(Stored items)
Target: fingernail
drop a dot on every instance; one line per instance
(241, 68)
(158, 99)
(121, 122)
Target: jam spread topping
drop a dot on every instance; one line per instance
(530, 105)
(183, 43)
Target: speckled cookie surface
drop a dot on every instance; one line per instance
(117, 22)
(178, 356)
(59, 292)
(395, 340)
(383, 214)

--

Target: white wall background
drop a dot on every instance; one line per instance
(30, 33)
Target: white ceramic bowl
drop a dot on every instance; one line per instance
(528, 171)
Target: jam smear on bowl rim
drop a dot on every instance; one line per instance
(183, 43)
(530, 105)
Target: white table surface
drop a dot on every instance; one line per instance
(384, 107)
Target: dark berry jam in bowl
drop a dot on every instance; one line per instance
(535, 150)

• [Aim of the exercise]: Wherever a line in the data above holds "bowl", copy that line.

• [Task answer]:
Target: white ceramic bowl
Target: jam smear on bowl rim
Target: dark berry jam in bowl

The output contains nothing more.